Each line below should be retyped exactly, with no pictures.
:: Input data
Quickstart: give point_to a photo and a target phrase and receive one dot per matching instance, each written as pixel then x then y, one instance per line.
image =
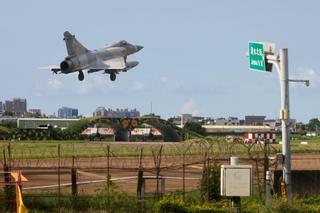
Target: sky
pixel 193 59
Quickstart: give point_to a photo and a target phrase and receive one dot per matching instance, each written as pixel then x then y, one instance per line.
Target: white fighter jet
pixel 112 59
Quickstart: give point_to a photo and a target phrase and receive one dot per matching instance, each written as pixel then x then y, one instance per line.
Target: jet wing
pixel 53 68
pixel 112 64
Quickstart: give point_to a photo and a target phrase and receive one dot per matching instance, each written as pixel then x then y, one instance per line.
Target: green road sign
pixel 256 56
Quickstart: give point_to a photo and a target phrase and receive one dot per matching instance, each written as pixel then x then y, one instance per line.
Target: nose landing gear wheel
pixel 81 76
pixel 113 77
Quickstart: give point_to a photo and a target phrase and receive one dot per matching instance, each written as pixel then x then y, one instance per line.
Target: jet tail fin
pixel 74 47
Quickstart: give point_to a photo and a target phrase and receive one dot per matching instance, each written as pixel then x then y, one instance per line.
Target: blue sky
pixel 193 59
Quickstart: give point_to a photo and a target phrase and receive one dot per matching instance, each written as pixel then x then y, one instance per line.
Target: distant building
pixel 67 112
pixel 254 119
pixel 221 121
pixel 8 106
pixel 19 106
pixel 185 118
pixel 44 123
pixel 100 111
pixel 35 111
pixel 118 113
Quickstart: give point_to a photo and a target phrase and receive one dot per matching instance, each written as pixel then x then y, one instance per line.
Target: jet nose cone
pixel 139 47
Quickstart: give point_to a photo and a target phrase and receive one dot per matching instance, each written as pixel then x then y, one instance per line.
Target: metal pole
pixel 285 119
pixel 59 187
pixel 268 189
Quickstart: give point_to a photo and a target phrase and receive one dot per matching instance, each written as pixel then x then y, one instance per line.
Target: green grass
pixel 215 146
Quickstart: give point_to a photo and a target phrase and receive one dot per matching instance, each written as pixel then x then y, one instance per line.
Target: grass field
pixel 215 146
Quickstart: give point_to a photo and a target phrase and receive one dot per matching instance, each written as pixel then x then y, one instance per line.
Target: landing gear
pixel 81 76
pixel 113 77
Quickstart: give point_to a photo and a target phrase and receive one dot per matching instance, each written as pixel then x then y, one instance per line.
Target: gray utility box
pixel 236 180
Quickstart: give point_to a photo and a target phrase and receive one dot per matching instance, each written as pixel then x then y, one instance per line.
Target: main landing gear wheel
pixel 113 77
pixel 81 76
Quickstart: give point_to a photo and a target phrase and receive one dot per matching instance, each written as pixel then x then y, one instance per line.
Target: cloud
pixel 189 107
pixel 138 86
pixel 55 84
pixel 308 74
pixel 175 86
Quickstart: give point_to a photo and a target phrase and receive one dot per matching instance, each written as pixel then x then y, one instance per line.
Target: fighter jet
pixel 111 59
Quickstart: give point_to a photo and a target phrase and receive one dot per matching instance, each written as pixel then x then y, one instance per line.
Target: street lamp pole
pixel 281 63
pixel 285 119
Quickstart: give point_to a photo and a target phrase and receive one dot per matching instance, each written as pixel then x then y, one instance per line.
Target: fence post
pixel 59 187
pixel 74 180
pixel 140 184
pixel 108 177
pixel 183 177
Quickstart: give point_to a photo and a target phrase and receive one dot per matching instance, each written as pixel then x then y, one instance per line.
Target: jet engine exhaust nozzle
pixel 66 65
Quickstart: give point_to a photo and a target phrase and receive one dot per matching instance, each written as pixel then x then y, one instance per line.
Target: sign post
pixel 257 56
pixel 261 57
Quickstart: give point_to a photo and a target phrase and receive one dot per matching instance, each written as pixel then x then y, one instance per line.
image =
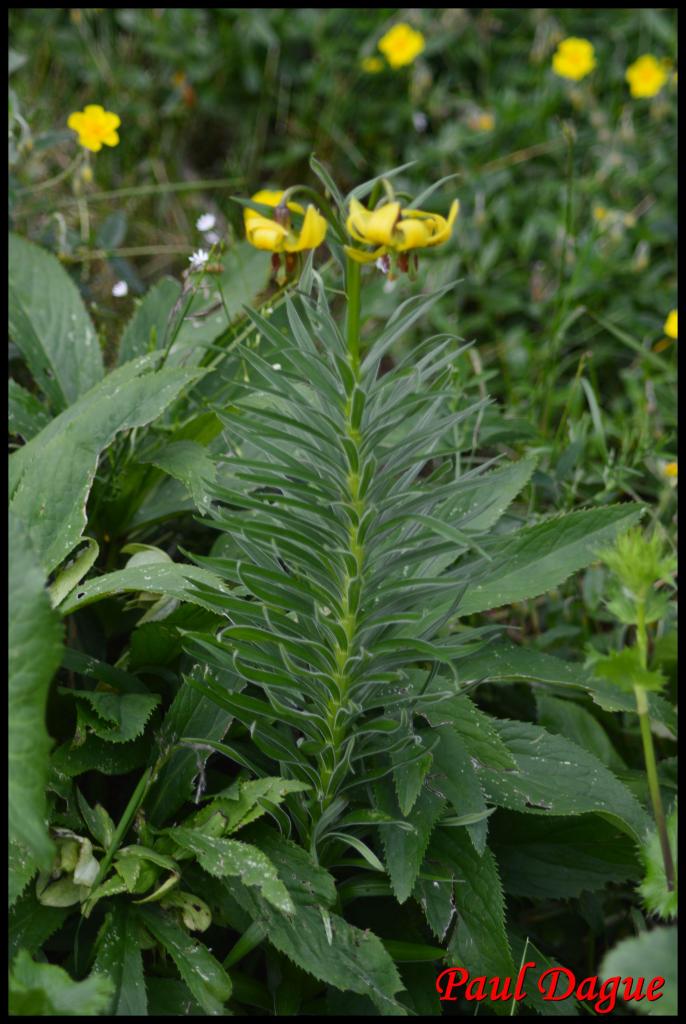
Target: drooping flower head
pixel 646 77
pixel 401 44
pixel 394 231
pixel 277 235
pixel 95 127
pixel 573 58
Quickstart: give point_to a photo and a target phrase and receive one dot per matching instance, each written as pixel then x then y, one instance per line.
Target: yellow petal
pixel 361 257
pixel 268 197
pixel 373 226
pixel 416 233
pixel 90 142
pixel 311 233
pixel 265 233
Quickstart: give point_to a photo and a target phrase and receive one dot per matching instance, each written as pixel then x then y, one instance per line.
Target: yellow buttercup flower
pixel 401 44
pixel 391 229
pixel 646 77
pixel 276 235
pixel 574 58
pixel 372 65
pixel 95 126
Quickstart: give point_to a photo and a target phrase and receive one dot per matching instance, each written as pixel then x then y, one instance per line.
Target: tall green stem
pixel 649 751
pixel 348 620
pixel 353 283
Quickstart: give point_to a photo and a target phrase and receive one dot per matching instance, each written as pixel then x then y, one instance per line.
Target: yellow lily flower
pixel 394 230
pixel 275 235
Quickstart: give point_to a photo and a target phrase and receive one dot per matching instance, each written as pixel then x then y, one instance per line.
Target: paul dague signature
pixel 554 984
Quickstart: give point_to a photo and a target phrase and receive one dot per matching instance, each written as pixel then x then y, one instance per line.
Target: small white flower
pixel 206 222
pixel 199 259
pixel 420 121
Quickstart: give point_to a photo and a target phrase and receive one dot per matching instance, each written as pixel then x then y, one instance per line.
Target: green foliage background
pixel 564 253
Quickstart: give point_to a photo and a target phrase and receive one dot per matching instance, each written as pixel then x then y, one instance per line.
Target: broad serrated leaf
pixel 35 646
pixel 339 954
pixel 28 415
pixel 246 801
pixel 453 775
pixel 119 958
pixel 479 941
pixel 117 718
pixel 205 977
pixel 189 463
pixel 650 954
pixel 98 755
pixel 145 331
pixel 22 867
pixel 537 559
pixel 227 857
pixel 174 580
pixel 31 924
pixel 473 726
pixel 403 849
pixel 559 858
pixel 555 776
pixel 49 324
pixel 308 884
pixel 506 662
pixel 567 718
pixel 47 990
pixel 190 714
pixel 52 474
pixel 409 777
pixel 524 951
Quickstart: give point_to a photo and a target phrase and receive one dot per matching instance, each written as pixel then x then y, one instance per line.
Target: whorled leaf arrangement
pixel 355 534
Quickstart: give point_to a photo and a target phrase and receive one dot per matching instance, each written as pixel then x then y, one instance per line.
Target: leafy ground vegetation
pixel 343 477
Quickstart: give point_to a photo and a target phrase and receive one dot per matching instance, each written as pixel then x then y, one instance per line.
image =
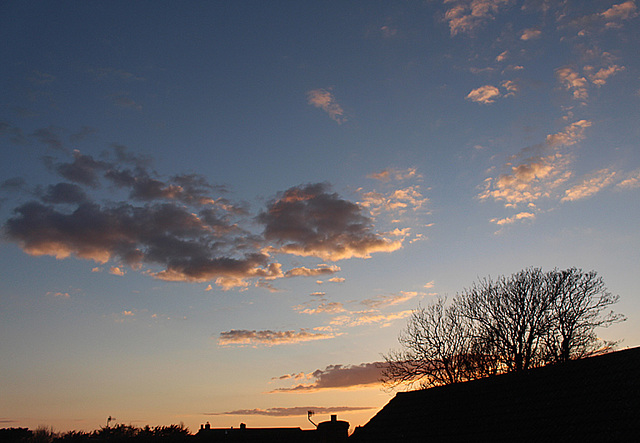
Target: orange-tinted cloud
::::
*Result below*
Quickstart: give point_to a photo and a target phrase and receive one dot per matching instance, each written as pixel then x then y, one instance per line.
image =
Target: sky
pixel 193 59
Quickstart: give point_to a photo and a target phrase and receive one dot per matching instance, each written as pixel then x then y, one instance per line.
Target: white fighter jet
pixel 112 59
Quickstart: give point_to a photo and a target phrase and receive one dot per matching instance, each written as pixel then x then y, one instance per line.
Target: jet wing
pixel 53 68
pixel 112 64
Quickstart: give point_to a photo and a target phrase and receive one dot per matching instance, each written as pixel then x then y, one instance per line.
Target: green road sign
pixel 256 56
Quickstart: give point_to a photo and a target phrase and receive one dot per matching instance, each written as pixel then x then y, one instance per line.
Target: nose landing gear wheel
pixel 81 76
pixel 113 77
Quickstart: give point_to a photo and a target phrase and receive one dot per matching instance, each written as pixel then x then y, one instance per line.
Target: jet tail fin
pixel 74 47
Quickstart: give point_to a photo and a target phrase and receive one dot per matching instance, each written as pixel then x then y, one instance per line.
Target: blue sky
pixel 193 59
Quickstart: give point_to a photo and a target phrase and receive one dot per matching instance, each written as pixel then x then y, one instance per line.
Target: distant building
pixel 67 112
pixel 254 119
pixel 221 121
pixel 8 106
pixel 19 106
pixel 185 118
pixel 44 123
pixel 100 111
pixel 35 111
pixel 118 113
Quickstart: give point_to a photo and a target phrase and receive one dot per matching instance, each written as pixel then x then y, one instance per line.
Target: jet nose cone
pixel 139 47
Quickstart: give point_to a photo and a target phrase and receive one dot per matching instance, each written as pixel then x then y, one instance per line.
Target: metal pole
pixel 285 119
pixel 59 187
pixel 268 189
Quickstart: give point_to a photo and a target phrase and receive one dot per matching instance, each written as pixel then x then y, one instance per line.
Target: green grass
pixel 215 146
Quickstart: give point_to a photo and a target phrase and receive one dot per matching instance, each written as pixel then x then y, one instance per line.
Target: grass field
pixel 215 146
Quickstart: give point_to a photo and a target phrase and receive one dot per matching instance, each written as pixel then x then y, one instance per line.
Target: landing gear
pixel 81 76
pixel 113 77
Quickstart: give point_to a photo and a target phrase and receive one dot per matching instance, each written as pixel then x then y, one instance per line.
Target: gray utility box
pixel 236 180
Quickstart: give point_to a photo and a target phrase and receive one dot per matching instance, each written as pixel then x then y, one instance per line.
Target: main landing gear wheel
pixel 113 77
pixel 81 76
Quickstart: give point_to a photo and a target phrase and receive one dot per matching instance, each written as pixel then x then y, one instance per line.
Target: cloud
pixel 189 107
pixel 138 86
pixel 55 84
pixel 308 74
pixel 175 86
Quickstart: give point_to a photo and a target phrase and receive one dot per matching instance, each written as pixel then x then y, one instance per line.
Target: fighter jet
pixel 111 59
Quickstart: give point_to a photo and a target phrase and receive one dot per matching instance, each written as pixel then x then y, one instance per line.
Target: street lamp pole
pixel 281 63
pixel 285 119
Quickstart: give point_to a photo and a target phrase and receive one dot per matching instance, each written as pixel then x then y, one instance per line.
Target: fence post
pixel 59 187
pixel 74 180
pixel 140 184
pixel 108 177
pixel 183 177
Quickstart: give point_to a photo and a target phrase and receive one dot per matching instance, each written as pixel then x then y, one instance per line.
Target: jet engine exhaust nozzle
pixel 66 65
Quickstart: give point_to a photo and a target phrase and receive one dot per matching instance, each written as pixel then x then y, one instance per line.
Target: sign post
pixel 257 56
pixel 261 57
Quickstart: give point_to a photo and a target phrase and receive one dot per matching instance, each written as pixel then x then y, one instance per line.
image =
Target: drooping flower head
pixel 646 77
pixel 401 44
pixel 394 231
pixel 277 235
pixel 95 127
pixel 573 58
Quickstart: give point_to a photo and a target phrase and receive one dot per matching instance, each written as pixel then x then y, one instance per line.
Target: yellow petal
pixel 361 257
pixel 268 197
pixel 373 226
pixel 416 233
pixel 90 142
pixel 311 233
pixel 265 233
Quickstart: give point_to a photo and a target phrase and receive one dot per matching instance, each written as pixel then x then y, one instance per line.
Target: yellow buttercup flower
pixel 401 44
pixel 391 229
pixel 646 77
pixel 276 235
pixel 574 58
pixel 372 65
pixel 95 126
Quickstart: give point_to a photo and a target phrase and receive one dot per matching instance, each written as pixel then x then y, one instance per line.
Target: tall green stem
pixel 649 751
pixel 348 620
pixel 353 283
Quickstart: give point_to a photo and a target phrase and receive one dot per matching instance, each written as pixel then x then y, one instance per line.
Target: yellow lily flower
pixel 394 230
pixel 275 235
Quickstart: give point_to a photo and a target phrase and receive one dot per matching instance, each written as pixel then x then y, one instance per line.
Target: paul dague signature
pixel 554 984
Quickstart: give point_to a photo and a target phrase and receive one dot per matching instance, each written as pixel then x then y, one instance per line.
Target: small white flower
pixel 206 222
pixel 199 259
pixel 420 121
Quickstart: give point_to a photo and a target phrase and receive one dot per matching instance, each written as pixel then x then y, one instance per line.
Target: green foliage background
pixel 564 253
Quickstart: give point_to a photo and a target phrase and receive one dot per matching instance, each written as pixel then x then y, one instance per line.
Target: broad serrated leaf
pixel 35 646
pixel 339 954
pixel 28 415
pixel 246 801
pixel 453 775
pixel 119 958
pixel 479 941
pixel 117 718
pixel 205 977
pixel 189 463
pixel 650 954
pixel 98 755
pixel 145 331
pixel 22 867
pixel 537 559
pixel 227 857
pixel 174 580
pixel 31 924
pixel 473 726
pixel 403 849
pixel 559 858
pixel 555 776
pixel 49 324
pixel 308 884
pixel 506 662
pixel 567 718
pixel 47 990
pixel 190 714
pixel 52 474
pixel 409 777
pixel 524 951
Quickstart: give point_to a photo and a target phrase and receive one dot per matching instance, each written as pixel then x then y, one instance per line.
Target: whorled leaf arrangement
pixel 355 534
Quickstart: give point_to a photo and a target phrase and receive one dot per matching instance, each written as pixel then x then y, one instance per line.
Target: leafy ground vegetation
pixel 343 477
Quickstart: give point_to a photo and a target phrase and receive one dot per matching instance, each written as pixel then x then y, one instance per line.
image =
Target: orange-tinted cloud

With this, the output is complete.